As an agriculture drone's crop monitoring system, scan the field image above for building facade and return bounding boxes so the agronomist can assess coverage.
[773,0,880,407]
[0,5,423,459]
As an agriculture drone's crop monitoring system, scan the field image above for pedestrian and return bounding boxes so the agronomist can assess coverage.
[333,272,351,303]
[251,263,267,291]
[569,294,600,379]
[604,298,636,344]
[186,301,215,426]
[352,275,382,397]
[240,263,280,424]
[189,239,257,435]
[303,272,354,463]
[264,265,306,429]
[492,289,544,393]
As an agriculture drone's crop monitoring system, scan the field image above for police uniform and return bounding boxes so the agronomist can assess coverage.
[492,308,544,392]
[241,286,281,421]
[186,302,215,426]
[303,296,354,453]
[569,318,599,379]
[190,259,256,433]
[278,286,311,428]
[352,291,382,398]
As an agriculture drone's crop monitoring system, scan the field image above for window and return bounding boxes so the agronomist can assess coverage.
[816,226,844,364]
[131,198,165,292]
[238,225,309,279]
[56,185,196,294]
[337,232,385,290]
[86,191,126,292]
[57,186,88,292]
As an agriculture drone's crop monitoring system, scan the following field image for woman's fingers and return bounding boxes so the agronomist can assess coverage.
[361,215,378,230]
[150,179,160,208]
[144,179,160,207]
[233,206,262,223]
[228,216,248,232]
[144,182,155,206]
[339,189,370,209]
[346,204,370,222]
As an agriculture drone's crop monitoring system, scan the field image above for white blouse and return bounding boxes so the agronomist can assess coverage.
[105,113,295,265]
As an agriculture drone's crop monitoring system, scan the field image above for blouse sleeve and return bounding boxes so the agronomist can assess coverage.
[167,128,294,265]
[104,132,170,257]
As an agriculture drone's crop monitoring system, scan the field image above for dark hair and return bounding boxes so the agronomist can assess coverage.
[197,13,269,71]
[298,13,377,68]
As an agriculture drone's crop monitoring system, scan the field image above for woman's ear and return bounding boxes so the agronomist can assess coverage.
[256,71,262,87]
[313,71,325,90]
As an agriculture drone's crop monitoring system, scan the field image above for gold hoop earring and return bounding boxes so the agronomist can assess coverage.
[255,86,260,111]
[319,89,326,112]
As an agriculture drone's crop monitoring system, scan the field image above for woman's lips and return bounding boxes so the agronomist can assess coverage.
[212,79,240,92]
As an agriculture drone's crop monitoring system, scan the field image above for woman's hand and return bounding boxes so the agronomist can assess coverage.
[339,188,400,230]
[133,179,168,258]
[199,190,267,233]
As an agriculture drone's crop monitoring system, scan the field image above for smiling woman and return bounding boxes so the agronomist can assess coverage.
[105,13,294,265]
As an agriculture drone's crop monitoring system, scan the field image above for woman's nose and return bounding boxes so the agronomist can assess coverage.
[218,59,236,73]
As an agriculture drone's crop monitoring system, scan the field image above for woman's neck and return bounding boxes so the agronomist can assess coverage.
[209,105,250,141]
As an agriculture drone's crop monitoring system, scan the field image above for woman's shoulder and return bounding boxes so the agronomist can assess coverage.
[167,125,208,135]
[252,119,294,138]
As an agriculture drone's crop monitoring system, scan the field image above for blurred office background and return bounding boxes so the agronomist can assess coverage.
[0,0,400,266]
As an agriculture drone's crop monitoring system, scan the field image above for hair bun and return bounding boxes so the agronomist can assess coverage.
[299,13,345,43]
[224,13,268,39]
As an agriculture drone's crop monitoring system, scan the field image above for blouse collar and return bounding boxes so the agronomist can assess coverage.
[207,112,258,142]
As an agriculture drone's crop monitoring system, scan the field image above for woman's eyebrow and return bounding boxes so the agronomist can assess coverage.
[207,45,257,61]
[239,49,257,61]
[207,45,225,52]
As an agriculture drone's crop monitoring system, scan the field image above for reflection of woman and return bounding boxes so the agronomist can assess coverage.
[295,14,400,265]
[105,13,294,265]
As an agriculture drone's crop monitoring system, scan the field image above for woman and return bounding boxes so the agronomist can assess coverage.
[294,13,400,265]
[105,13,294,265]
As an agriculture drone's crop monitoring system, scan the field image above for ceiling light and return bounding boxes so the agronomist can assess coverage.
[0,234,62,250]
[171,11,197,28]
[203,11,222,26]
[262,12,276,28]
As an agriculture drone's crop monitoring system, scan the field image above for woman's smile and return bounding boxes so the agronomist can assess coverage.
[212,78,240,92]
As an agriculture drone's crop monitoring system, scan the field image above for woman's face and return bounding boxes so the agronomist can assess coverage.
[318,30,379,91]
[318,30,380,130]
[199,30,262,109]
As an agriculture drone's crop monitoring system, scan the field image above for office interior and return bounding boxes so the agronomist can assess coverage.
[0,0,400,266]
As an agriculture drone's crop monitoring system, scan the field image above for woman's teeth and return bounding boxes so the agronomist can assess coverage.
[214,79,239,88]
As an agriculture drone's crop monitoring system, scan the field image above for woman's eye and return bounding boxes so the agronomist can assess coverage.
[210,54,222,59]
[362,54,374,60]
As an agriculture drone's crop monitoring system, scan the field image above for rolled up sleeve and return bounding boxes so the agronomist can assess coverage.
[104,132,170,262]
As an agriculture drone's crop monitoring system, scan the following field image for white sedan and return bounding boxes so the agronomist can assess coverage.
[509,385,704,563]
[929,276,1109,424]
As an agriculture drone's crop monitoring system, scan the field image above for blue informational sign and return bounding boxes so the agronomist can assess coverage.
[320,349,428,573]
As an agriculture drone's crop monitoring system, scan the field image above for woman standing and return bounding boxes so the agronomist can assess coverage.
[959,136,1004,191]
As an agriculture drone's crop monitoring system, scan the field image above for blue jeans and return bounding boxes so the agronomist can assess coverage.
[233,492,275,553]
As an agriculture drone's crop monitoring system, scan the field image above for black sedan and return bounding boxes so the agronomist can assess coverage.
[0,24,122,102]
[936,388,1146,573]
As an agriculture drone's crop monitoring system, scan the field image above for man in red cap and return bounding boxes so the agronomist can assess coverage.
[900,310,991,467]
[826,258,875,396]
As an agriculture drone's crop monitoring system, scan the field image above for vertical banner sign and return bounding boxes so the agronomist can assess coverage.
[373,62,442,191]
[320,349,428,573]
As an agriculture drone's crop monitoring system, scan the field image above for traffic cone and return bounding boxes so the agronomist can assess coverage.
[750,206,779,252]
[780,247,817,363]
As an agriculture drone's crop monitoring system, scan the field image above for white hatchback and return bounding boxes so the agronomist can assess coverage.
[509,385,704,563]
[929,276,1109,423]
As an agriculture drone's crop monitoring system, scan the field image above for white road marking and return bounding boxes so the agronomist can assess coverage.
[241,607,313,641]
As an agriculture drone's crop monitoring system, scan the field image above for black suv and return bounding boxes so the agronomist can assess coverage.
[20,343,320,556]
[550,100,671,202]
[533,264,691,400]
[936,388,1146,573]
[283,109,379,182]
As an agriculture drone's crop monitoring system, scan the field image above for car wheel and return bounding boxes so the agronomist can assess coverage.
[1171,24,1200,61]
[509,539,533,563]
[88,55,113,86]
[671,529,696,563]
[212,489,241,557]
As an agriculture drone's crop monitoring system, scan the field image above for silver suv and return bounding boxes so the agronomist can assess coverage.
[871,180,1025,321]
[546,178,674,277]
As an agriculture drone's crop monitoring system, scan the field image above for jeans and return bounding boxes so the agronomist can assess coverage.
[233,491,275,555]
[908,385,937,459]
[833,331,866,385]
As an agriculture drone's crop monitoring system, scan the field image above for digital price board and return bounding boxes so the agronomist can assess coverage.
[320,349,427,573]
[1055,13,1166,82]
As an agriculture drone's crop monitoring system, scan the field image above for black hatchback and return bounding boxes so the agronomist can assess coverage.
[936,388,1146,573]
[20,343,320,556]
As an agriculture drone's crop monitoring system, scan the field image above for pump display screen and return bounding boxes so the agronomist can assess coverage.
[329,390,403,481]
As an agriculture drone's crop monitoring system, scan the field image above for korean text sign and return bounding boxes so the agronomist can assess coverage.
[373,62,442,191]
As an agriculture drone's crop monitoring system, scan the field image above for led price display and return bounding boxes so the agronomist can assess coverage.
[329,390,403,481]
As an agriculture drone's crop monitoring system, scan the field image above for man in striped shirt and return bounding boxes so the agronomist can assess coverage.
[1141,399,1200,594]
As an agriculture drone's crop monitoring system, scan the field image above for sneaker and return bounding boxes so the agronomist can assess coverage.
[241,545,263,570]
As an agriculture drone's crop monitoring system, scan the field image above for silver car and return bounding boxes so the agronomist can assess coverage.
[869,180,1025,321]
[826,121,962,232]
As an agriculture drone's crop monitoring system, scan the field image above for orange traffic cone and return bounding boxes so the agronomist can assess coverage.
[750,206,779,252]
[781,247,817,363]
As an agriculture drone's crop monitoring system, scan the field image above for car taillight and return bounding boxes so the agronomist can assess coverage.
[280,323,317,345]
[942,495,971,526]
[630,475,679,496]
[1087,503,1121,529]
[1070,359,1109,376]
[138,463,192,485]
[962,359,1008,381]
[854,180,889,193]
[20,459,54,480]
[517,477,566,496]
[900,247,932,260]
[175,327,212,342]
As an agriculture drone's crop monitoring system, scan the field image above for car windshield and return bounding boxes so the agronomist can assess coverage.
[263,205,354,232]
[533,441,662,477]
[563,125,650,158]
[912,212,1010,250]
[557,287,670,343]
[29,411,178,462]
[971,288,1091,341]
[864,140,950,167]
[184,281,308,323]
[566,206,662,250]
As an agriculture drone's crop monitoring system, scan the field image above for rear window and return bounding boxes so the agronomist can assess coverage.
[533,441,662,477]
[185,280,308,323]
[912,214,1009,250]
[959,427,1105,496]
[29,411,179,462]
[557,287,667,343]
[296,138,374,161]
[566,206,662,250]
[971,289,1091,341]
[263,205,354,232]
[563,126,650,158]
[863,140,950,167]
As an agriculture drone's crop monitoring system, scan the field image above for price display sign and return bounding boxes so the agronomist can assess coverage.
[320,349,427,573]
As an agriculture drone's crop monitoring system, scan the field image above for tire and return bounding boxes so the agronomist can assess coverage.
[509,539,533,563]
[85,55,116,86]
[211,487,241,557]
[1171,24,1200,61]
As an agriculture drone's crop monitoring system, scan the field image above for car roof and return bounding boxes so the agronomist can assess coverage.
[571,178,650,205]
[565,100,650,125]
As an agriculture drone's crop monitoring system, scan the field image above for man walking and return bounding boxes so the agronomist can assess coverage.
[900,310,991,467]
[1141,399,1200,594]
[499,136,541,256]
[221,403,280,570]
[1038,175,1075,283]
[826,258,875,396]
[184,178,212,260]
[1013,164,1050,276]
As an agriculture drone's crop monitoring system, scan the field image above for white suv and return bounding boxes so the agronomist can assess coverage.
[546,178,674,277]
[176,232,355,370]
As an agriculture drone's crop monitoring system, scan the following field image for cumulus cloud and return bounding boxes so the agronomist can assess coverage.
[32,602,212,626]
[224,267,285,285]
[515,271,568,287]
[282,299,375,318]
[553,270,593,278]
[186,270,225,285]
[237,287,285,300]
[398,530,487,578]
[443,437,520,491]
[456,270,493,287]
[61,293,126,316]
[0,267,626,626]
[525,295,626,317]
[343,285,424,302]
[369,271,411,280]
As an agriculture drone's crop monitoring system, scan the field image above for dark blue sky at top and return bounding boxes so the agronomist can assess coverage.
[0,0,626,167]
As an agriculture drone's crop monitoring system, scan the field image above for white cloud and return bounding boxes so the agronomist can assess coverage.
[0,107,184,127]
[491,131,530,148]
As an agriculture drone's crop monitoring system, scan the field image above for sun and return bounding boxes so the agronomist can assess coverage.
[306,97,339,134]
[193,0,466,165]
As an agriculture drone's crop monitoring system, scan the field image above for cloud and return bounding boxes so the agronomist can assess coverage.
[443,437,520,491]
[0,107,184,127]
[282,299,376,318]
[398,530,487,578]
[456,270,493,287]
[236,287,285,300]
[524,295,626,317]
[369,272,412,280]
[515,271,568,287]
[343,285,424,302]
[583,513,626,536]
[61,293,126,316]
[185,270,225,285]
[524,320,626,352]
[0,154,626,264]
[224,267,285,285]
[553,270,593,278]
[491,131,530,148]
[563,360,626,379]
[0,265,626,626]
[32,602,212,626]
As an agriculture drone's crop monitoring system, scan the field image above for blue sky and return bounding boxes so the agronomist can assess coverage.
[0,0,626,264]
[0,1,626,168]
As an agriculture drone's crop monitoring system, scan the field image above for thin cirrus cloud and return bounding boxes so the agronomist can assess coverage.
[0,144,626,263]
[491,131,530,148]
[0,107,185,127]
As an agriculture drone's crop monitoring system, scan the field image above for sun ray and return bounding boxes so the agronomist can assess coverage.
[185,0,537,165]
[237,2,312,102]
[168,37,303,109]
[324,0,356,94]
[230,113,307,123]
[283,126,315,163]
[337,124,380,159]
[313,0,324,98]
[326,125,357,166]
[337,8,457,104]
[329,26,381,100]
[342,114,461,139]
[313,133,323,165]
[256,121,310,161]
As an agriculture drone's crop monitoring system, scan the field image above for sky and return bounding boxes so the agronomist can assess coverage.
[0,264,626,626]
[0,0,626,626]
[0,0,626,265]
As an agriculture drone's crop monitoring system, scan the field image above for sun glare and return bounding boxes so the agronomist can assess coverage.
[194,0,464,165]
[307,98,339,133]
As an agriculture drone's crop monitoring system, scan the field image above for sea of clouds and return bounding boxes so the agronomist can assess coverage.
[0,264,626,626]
______
■ What is required
Rewrite the lines starting at the one containing "for white blouse" and ending at the one containing "[199,190,267,233]", changing every "agronomist" to "crop scout" and leaving everything else in place. Give back only those lines.

■ Correct result
As an agriculture drone's crop monitoring system, scan the field image above for white blouse and return bounding boxes so the crop scout can assess coverage.
[105,113,295,265]
As an agriculture drone's crop monitoring system, scan the field image above for blouse sleeve and return bounding boxes so the crop scout can assess coverage.
[167,128,294,265]
[104,132,170,257]
As an agriculture drone's crop monitoring system, scan the field image above for dark hair and return bounding boxes so the crop scout can assess coverage.
[197,13,269,71]
[298,13,377,68]
As an agriculture drone's crop monitoring system, scan the field image above for woman's ear and return bounding boxes so the crop scout can assess coverage.
[256,71,262,87]
[313,71,325,90]
As an agriculture drone's crop monitoring system, scan the field image above for gold hoop earring and return bounding boxes so the crop scout can assess coverage.
[255,86,260,111]
[319,89,326,112]
As an agriculture drone's crop monitoring system, scan the field image above for woman's lips and return bounding boxes so the crop scout can assess coverage.
[212,79,240,92]
As an agriculture drone's crop monitoring system, scan the field image above for woman's hand and return bounding boxes so the crop scout can assess coverage.
[339,188,400,230]
[133,179,168,258]
[199,190,267,233]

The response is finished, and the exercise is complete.